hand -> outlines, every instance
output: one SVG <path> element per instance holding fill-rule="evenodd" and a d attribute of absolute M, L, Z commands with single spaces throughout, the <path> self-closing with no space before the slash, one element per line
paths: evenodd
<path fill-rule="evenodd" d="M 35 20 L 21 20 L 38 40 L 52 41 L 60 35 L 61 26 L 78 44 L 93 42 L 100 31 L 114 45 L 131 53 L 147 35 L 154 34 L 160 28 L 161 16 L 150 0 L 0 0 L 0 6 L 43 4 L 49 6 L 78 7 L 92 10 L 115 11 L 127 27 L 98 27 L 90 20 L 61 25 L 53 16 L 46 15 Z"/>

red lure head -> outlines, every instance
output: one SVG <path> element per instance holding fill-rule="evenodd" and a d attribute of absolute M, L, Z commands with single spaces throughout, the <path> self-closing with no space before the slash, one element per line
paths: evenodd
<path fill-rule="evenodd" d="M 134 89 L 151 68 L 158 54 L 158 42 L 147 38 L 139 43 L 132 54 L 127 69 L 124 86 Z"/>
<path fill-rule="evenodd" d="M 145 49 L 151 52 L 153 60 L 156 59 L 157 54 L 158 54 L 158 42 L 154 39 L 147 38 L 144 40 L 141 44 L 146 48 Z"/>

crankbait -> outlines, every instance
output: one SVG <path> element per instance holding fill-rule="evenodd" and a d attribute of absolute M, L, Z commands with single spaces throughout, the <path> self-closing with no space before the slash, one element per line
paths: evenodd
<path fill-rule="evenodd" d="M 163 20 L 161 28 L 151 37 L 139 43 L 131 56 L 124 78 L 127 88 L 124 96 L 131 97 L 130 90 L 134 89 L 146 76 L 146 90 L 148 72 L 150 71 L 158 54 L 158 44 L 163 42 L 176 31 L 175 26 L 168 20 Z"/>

_EXERCISE GOAL_
Rescale the lines from the one with "crankbait -> outlines, every instance" through the end of the entries. Reproduce each of those lines, request lines included, but multiply every coordinate in the outline answers by 1.9 and round it to the nearest whole number, with halves rounding up.

_PROBLEM SOLUTION_
crankbait -> outlines, every instance
output: one SVG <path> element per instance holding fill-rule="evenodd" and a d attribute of absolute M, L, Z commands with single spaces throughout, the <path> self-closing with no space before the slash, one element per line
paths: evenodd
<path fill-rule="evenodd" d="M 310 38 L 306 53 L 287 70 L 264 82 L 249 106 L 236 148 L 241 167 L 236 182 L 249 184 L 247 171 L 255 169 L 277 144 L 277 171 L 281 137 L 285 135 L 300 103 L 300 84 L 310 80 L 334 59 L 333 49 L 319 38 Z"/>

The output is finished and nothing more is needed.